#### Passage ####

Native Americans were rewarded if they returned escaped slaves, and African Americans were rewarded for fighting in the late 19th-century Indian Wars.
While numerous tribes used captive enemies as servants and slaves, they also often adopted younger captives into their tribes to replace members who had died. In the Southeast, a few Native American tribes began to adopt a slavery system similar to that of the American colonists, buying African American slaves, especially the Cherokee, Choctaw, and Creek. Though less than 3% of Native Americans owned slaves, divisions grew among the Native Americans over slavery. Among the Cherokee, records show that slave holders in the tribe were largely the children of European men that had shown their children the economics of slavery. As European colonists took slaves into frontier areas, there were more opportunities for relationships between African and Native American peoples.

####

Problem set:
1) Write out the passage on Native Americans and slavery word for word, everything from "Native Americans were" down to "19th-century Indian Wars.".
2) According to the passage on Native Americans and slavery, why did tribes often adopt younger captives? Answer in one to three sentences.

#### Available data ####

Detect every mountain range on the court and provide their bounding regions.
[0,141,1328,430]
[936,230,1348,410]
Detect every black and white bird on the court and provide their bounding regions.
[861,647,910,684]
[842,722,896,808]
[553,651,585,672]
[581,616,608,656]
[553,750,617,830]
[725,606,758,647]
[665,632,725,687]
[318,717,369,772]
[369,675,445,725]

####

Outputs for the tasks:
1)
Native Americans were rewarded if they returned escaped slaves, and African Americans were rewarded for fighting in the late 19th-century Indian Wars.

2) They adopted younger captives to replace tribe members who had died.